Referring expression data:
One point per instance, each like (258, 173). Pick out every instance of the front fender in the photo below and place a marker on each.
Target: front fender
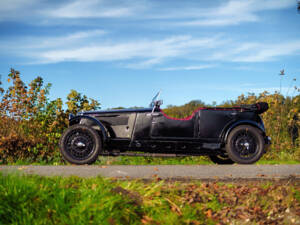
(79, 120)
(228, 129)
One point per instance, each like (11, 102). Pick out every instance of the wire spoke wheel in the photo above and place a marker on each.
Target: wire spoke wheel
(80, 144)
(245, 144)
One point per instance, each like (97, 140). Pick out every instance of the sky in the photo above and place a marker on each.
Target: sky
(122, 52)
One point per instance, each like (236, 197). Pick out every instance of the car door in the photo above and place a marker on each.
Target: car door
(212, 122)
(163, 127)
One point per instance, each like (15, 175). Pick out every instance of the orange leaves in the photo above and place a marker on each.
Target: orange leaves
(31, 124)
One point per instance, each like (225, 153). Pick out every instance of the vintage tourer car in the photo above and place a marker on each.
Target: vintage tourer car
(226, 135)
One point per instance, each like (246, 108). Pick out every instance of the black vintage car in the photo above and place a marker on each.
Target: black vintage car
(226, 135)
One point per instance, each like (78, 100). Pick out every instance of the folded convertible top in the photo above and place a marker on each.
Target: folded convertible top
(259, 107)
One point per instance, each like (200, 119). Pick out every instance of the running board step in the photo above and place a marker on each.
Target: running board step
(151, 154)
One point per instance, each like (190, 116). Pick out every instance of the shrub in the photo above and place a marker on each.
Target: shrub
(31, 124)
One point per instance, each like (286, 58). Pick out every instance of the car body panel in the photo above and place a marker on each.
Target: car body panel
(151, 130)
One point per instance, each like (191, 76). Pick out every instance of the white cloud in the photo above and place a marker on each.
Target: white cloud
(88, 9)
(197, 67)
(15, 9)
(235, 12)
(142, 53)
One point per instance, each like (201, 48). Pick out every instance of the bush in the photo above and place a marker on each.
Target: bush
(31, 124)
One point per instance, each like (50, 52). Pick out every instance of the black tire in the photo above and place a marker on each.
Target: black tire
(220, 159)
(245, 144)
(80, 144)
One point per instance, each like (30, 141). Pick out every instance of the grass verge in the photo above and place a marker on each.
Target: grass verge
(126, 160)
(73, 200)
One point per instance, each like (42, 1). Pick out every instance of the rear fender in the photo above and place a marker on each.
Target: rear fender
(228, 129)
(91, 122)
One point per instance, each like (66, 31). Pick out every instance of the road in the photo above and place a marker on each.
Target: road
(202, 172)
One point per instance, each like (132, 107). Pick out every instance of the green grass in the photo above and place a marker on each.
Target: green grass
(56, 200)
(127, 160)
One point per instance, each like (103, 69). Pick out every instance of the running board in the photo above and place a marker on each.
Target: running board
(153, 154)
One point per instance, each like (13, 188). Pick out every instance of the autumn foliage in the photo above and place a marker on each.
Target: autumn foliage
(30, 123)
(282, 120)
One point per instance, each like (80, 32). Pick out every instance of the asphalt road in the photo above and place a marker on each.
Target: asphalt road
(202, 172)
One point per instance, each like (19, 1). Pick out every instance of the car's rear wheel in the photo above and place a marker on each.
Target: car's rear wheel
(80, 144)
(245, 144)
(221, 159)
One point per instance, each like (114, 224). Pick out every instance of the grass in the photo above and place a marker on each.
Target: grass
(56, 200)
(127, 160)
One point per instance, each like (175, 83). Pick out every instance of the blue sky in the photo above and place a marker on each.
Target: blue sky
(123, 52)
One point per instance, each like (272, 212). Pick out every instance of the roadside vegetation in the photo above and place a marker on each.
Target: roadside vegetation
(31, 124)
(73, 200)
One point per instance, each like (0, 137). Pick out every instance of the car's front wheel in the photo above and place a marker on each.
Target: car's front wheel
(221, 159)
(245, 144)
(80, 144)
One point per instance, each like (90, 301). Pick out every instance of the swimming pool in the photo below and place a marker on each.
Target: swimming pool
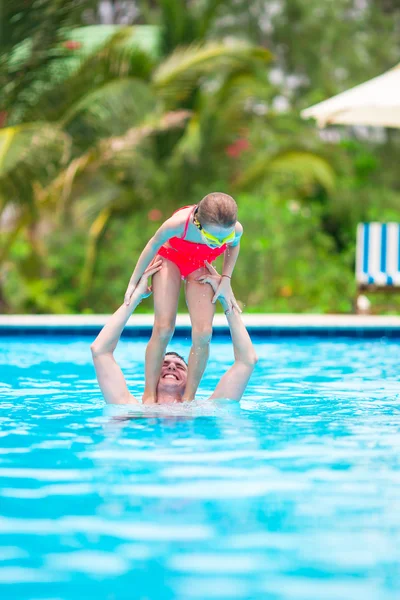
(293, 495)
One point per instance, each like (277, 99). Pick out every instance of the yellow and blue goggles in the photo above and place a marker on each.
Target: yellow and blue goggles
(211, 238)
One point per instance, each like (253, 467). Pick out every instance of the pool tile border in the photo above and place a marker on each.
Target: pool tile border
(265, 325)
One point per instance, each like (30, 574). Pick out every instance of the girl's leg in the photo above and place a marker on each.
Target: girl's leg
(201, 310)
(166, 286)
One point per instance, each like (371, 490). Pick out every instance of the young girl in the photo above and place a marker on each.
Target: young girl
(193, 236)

...

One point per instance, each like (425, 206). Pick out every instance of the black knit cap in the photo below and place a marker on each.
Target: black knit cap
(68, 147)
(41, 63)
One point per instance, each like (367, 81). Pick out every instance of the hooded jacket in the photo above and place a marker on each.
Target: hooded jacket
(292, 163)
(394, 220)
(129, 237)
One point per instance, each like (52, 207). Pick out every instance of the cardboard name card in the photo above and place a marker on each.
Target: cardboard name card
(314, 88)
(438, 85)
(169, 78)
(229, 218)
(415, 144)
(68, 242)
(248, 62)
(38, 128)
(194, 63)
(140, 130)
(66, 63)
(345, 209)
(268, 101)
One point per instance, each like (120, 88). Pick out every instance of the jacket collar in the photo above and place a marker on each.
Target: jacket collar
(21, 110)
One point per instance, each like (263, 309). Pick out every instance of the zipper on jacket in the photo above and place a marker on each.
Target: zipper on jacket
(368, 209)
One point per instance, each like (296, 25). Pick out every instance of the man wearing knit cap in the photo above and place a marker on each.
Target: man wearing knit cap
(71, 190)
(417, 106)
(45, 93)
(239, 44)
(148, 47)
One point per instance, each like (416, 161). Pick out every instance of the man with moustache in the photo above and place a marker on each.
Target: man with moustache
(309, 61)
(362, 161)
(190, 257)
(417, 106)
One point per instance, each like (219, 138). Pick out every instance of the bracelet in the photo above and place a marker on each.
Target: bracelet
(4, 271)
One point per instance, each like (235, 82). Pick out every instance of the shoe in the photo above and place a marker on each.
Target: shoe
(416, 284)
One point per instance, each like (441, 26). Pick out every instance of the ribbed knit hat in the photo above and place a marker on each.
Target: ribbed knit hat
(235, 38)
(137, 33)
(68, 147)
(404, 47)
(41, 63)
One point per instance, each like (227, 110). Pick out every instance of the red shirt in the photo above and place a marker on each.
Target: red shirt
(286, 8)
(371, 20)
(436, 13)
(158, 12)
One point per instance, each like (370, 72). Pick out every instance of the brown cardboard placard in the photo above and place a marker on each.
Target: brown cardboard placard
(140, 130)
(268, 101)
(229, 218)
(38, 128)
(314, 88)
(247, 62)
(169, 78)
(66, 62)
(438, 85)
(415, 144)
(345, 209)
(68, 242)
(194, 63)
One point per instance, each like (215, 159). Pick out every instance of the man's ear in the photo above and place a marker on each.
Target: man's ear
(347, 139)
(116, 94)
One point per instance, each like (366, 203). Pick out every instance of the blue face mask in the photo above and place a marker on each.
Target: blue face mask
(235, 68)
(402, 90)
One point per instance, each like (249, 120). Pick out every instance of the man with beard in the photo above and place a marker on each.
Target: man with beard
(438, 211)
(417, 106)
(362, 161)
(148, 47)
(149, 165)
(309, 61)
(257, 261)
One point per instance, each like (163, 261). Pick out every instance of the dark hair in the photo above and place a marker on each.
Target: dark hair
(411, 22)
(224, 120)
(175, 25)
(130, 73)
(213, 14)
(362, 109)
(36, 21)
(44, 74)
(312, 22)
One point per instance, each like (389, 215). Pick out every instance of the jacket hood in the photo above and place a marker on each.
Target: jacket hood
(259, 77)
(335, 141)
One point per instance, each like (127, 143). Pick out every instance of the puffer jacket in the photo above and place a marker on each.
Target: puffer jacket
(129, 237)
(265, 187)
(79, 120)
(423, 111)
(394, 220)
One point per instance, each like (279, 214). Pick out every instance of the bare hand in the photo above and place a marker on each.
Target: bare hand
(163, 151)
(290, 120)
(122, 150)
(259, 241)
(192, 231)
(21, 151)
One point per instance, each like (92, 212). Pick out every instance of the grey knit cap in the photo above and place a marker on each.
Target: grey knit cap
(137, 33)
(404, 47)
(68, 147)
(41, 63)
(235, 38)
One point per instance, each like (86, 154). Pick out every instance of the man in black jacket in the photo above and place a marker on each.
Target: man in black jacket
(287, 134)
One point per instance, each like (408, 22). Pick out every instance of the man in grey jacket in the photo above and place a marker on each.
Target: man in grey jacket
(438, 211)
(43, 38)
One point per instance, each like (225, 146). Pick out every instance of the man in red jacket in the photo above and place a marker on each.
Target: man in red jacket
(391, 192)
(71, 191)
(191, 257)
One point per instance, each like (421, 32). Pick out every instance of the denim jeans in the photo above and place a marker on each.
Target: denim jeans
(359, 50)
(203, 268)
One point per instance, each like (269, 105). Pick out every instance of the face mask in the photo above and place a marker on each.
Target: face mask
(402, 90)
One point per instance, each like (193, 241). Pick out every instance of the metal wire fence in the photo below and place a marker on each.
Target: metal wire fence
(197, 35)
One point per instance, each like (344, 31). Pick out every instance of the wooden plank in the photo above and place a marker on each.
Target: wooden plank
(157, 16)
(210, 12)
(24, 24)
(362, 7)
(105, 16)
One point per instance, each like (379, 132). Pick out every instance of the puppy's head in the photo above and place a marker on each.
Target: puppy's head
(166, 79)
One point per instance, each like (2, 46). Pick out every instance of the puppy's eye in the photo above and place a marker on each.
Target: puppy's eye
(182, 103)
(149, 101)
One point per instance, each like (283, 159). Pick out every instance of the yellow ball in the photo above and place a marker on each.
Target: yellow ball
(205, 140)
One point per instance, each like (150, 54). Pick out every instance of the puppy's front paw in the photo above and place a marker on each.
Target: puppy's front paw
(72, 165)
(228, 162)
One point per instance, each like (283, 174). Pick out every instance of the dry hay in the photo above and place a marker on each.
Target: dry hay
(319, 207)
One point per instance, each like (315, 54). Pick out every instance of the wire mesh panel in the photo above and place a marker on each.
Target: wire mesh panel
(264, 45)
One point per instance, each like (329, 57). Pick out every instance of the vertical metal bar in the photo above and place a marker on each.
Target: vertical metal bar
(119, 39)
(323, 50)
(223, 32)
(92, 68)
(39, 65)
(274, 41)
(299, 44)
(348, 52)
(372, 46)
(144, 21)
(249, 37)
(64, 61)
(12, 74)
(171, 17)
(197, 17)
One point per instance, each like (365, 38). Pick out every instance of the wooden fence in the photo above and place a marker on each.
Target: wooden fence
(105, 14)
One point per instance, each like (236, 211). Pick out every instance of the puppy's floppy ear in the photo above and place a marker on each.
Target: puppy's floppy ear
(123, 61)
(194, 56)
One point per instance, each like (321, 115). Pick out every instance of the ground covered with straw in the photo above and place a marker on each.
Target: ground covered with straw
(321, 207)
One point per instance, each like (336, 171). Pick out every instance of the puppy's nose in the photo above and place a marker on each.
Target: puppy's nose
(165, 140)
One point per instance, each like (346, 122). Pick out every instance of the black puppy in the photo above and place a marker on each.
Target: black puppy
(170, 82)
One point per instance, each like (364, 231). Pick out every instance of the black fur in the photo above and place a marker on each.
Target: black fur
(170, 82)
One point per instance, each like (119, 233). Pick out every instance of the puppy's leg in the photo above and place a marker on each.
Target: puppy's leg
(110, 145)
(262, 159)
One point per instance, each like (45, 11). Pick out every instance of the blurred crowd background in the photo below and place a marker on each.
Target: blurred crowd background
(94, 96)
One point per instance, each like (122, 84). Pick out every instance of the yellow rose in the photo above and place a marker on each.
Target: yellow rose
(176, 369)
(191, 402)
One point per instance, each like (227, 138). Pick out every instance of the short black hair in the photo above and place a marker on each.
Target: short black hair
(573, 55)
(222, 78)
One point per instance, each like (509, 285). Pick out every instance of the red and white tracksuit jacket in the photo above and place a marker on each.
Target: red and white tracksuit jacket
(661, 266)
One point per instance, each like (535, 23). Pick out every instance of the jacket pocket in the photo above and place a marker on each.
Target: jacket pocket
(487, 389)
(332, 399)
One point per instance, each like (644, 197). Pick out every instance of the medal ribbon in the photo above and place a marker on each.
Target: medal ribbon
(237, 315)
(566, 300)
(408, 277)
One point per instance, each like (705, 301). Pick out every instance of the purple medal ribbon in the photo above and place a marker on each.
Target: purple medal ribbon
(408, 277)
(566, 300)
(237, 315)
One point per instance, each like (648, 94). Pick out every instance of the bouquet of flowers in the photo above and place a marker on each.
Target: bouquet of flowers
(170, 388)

--

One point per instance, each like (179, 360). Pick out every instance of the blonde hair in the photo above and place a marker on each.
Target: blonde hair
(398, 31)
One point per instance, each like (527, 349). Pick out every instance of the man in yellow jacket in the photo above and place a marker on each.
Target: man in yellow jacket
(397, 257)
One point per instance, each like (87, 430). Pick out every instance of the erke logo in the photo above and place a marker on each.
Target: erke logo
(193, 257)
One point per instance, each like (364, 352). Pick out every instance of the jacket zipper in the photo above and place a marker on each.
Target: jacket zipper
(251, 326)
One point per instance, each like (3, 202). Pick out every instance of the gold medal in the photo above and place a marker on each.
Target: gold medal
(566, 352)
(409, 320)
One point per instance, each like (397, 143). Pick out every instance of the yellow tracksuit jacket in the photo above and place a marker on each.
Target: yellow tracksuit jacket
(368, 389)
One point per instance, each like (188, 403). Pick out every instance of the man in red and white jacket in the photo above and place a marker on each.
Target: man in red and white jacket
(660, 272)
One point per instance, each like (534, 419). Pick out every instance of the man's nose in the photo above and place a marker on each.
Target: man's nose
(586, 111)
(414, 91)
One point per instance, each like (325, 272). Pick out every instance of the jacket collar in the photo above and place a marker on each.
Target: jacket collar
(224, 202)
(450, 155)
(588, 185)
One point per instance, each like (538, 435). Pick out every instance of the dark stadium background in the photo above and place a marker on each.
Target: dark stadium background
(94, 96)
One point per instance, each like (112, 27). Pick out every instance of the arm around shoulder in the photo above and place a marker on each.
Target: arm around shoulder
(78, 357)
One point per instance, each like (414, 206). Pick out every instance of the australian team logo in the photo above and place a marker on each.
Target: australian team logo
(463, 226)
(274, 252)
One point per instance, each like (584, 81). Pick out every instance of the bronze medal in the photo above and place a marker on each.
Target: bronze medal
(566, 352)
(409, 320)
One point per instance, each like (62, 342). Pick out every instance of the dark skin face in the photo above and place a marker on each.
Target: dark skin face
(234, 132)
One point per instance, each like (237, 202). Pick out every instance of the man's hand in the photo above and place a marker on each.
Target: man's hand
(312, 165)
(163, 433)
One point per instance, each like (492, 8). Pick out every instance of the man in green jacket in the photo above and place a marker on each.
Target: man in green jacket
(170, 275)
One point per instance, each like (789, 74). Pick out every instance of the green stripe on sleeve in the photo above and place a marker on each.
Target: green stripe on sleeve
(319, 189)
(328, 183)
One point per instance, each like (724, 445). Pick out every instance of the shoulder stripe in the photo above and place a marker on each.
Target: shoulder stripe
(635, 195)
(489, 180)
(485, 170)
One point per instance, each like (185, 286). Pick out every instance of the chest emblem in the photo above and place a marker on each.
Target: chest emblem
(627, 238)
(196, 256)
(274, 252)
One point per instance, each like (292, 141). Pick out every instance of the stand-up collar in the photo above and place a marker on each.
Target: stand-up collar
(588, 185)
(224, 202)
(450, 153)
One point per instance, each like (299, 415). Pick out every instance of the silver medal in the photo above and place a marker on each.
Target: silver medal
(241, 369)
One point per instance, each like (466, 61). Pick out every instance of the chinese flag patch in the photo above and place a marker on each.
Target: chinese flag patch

= Exercise aim =
Provide the number of lines above containing "patch" and nothing else.

= Answer to this problem =
2